PROBLEM REQUIREMENTS: Pull out every one of the lines below word for word, leaving the pictures out of your answer.

Object pointing dataset lines:

____

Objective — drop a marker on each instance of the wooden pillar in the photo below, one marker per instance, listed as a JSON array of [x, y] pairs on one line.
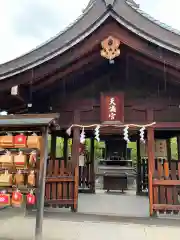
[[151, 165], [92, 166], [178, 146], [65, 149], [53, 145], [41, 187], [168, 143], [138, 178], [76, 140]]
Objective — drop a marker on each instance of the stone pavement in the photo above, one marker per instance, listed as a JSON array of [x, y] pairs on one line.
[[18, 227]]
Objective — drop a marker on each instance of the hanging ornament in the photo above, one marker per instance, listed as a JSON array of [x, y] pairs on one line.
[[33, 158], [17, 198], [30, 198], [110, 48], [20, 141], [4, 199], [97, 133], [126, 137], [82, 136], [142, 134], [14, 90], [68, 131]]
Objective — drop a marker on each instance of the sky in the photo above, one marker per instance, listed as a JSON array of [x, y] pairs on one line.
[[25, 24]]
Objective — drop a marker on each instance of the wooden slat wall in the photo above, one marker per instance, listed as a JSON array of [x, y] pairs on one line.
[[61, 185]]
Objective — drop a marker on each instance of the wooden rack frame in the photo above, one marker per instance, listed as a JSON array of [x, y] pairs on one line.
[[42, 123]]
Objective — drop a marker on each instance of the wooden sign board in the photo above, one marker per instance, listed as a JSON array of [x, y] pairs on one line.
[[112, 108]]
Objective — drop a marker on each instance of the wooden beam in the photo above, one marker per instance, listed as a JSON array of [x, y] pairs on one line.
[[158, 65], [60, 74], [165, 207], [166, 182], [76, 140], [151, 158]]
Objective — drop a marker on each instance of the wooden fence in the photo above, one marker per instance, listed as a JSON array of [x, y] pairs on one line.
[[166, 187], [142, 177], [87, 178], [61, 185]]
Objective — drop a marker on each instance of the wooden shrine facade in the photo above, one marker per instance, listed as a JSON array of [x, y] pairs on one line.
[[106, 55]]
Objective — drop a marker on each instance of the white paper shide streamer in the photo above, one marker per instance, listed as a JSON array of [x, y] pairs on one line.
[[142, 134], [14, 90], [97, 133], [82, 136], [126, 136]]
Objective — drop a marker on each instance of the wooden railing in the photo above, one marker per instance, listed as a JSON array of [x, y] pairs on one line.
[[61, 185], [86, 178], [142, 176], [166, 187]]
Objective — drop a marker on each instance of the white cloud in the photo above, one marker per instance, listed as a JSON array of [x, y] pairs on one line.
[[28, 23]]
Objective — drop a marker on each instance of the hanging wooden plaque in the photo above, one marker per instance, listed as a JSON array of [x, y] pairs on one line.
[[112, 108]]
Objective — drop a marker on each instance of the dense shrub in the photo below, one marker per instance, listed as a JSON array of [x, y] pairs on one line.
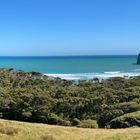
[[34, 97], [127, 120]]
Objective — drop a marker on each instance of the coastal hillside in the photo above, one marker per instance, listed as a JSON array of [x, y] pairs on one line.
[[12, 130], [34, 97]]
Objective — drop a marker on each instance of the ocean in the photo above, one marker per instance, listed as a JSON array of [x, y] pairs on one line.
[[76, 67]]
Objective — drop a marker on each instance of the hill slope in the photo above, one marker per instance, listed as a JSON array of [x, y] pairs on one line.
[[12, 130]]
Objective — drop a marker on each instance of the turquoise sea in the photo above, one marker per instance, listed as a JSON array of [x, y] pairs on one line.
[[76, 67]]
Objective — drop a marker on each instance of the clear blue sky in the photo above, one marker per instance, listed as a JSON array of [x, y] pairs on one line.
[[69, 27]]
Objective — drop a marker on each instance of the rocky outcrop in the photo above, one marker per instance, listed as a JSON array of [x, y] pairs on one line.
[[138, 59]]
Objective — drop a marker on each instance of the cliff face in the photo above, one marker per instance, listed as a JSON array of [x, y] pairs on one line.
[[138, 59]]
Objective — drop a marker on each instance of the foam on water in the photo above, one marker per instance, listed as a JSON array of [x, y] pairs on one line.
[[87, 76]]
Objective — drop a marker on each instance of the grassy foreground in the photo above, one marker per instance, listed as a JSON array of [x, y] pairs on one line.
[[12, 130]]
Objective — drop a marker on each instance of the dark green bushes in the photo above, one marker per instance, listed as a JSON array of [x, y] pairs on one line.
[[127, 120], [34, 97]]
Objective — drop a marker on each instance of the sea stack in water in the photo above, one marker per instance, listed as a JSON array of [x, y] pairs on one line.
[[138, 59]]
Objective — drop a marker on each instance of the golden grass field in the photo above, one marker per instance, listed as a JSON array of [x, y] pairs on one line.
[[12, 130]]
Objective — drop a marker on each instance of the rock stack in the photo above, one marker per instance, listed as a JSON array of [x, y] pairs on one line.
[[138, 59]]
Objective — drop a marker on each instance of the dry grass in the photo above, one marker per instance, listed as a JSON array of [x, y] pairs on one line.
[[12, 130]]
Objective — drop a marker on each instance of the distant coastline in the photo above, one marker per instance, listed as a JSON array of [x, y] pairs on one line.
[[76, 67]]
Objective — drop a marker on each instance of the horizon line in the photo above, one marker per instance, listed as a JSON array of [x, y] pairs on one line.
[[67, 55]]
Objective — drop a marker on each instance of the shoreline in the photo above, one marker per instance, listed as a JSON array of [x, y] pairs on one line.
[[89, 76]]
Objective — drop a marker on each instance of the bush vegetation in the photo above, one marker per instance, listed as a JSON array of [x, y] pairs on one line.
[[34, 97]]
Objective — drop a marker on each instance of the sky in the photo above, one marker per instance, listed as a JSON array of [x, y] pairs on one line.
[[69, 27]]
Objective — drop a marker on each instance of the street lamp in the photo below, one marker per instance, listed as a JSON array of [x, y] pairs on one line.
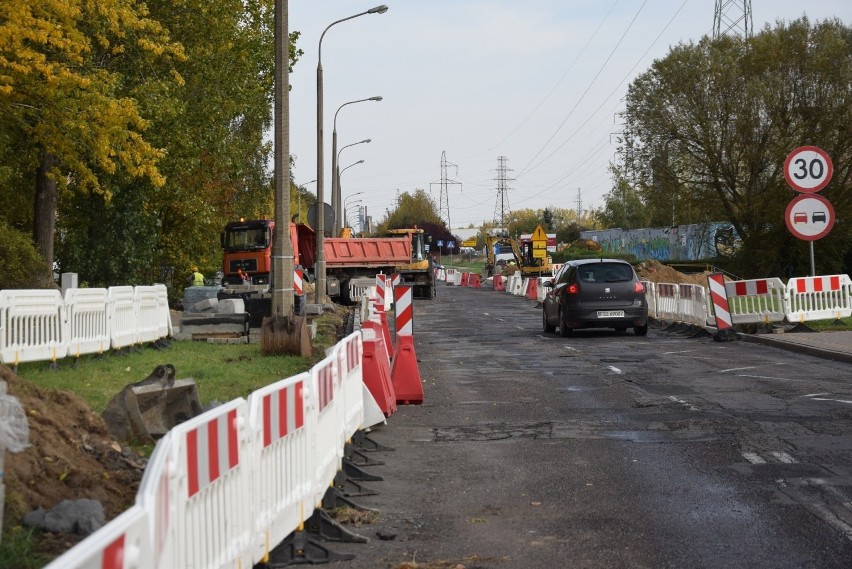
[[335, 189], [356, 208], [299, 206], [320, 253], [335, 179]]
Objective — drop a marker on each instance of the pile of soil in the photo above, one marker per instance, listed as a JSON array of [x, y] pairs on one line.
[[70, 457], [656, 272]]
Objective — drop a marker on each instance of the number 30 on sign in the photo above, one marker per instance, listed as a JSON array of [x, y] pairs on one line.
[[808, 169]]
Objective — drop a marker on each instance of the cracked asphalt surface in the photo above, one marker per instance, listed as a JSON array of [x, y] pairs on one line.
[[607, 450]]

____

TASK SOLUTION:
Objective — drop a marker on each instance of the wooden pillar in the photo below, one marker per instance, listed as a JSON array of [x, y] pairs on one line.
[[151, 165], [92, 166], [178, 146], [65, 149], [53, 145], [41, 187], [168, 143], [138, 178], [76, 140]]
Objective — drop a marker on each instance of the stone pavement in the photo above, one marker per instance, listed as a JSON array of [x, y] pairs on one line.
[[18, 227]]
Objective — drop a marker on each instance of the hanging ornament in the photo above, one marker per instance, listed as a JSON array of [x, y] pairs on one line.
[[33, 158], [17, 198], [30, 198], [110, 48], [20, 141], [4, 199], [97, 133], [126, 137], [82, 136], [142, 134], [14, 90], [68, 131]]
Objective — drop a marker on each instance of the sky in the photo above, one marker per instance, listed as a JSON array of [x, y] pairs on one line.
[[25, 24]]
Objective — drop a marker on each instance of the wooden slat wall in the photo above, one marker per instance, listed as a JSON array of [x, y] pairs on one line.
[[61, 185]]
Objective — drop a marker on each instance of the wooden rack frame in the photo above, one marker per instance, listed as a JSON array of [x, y] pairs on one line.
[[42, 123]]
Objective — drop a marker on each instance of the wooden sign board in the photo above, one marker per instance, listed as a JSON array of [x, y] pairs on one line.
[[112, 108]]
Objective — drop a marker on each instance of the wooden beam in the photo above, one marker per instance, listed as a JSON array of [x, y] pairs on one line.
[[158, 65], [60, 74], [165, 207], [166, 182], [76, 140], [151, 158]]
Objective — drop a marker on each instance of the wooden fence in the photo above, one marker per instance, listed as a JSON array of [x, y] pairs on one line.
[[166, 187], [142, 177], [87, 178], [61, 185]]
Objective — drop a marker on each instance of the wooden shrine facade in the photo above, one marker per instance, listed as a JSON array of [x, y] pairs on one line.
[[106, 55]]
Objective — drop a marker on each instance of the white paper shide streamer in the photo above, one marker per instance, listed as a JSON array of [x, y] pairs on one line.
[[142, 134], [14, 90], [97, 133], [82, 136], [126, 136]]
Objective — drop a marker on each instance of the wooden railing in the photo above, one marker per instance, listed as a JSON array of [x, y] pairs on one line.
[[61, 185], [86, 178], [142, 176], [166, 187]]
Objective — drop a marker on each instance of the white cloud in the photo above, one marker per instance, listed as a JSON array of [x, y] pairs on one line.
[[28, 23]]
Objective — drop a marker on each instance of the hanging wooden plaque in the photo above, one marker per instance, listed as a JSON array of [x, y] pairs on one line.
[[112, 108]]
Objective — drop a marker on each instance of the dense shrub in the photo below, one marker per instance, listed as a JSON array of [x, y] pairs on one line.
[[34, 97], [127, 120]]
Objective — drop a marker on each instance of the coastal hillside in the photo above, one marker per instance, listed as a JSON array of [x, y] pairs on one line.
[[12, 130], [34, 97]]
Objective — drop a marker on each instance of the ocean in the photo above, one marker per instance, listed as a JSON array of [x, y] pairs on one line.
[[76, 67]]
Objective — drop a marker on each instance of the hill slope in the photo above, one marker per instance, listed as a JSON array of [x, y] pairs on one line.
[[12, 130]]
Objective — drop a marker on each instance of the turquoise sea in the photo above, one marker per instance, listed as a JSON array of [x, y] pairs on one line.
[[76, 67]]
Objective — drop a marker on each instance of the clear blue sky in the photo above, one marker per instance, listed as a JSON array of [x, y] pairs on one line.
[[69, 27]]
Objective — drop a marker on each instance of the rocky outcrop in the photo above, one marker per instance, listed as a JSON array of [x, y] pairs on one line.
[[138, 59]]
Objective — drop a marker on each instance of the cliff face in the photo above, one marker per instance, listed as a JSON array of [x, y] pairs on one line.
[[138, 59]]
Objective — drop a marker on each instance of the foam on water in the photo above, one marker per instance, listed as a JSON array of [x, y] pairs on one line.
[[87, 76]]
Objective — drop a marker on each instance of the grassy foreground in the photo above, one marker per instance, listed as a JSON array of [x, y] pairs on one line.
[[12, 130]]
Objective — drop a marker on each instance of the dark green bushes in the photo above, one marker per instance, listed as a JSON array of [x, y] pairs on one line.
[[127, 120], [34, 97]]
Objective — drop a marker on each instance of the sea stack in water in the photo above, one marker per instance, listed as a JSON array of [x, y] pairs on one line.
[[138, 59]]
Objective — drop a marker on each instance of the golden grass field in the photo above, one marker per instance, listed as a JSON array of [x, y] pairs on one line.
[[12, 130]]
Objective — drop a marker on each instance of the rock stack in the photo above, one marker per instance, listed as a JSON array of [x, y] pairs on one line.
[[138, 59]]
Objective — drop a marker on each instance of the dry grass in the photo above, one marker per instance, listed as a JSON array of [x, y] pairs on one line.
[[12, 130]]
Objective — drop a marker on each instance of the distant coastline in the photo above, one marker per instance, listed as a JSON array of [x, y] pairs on one line.
[[76, 67]]
Objective — drop a marker on each instance of the horizon line in the photo above, one marker per instance, listed as a JSON array of [x, y] pairs on one line.
[[67, 55]]
Objective — drop a marker on each instance of the shoreline in the photo above, one marker per instance, listed as a JSON array of [x, y] pairs on one line.
[[89, 76]]
Objective — drop a marker on each instance of the bush vegetation in the photo above, one marker per instance, listed as a JSON array of [x, y] pairs on one line.
[[34, 97]]
Objective — drop a marker on each instance of the sky in the photo above, one marker per instance, listed as a JSON array of [x, y] pairs on one line.
[[69, 27]]
Objective — drop a marker on each instance of the street lamp in the photo below, one marker per instance, listed as a JSON array of [x, y] pairs on one line.
[[335, 189], [356, 208], [299, 206], [320, 253], [335, 179]]
Objective — drop a marker on each instance of the pile of soil in the photo above, one marker per instance, listed as a JSON array of [x, y] pairs on one line.
[[70, 457], [656, 272]]
Objective — drop a marker on each instance of the number 30 on sign in the photo above, one marker per instance, listed as a JSON array of [x, y] pairs on one line.
[[808, 169]]
Objective — drop a marker on each instance of the cracked asphalt surface in the photo above, one marker per instance, listed as a JSON array of [x, y] pairs on one line.
[[607, 450]]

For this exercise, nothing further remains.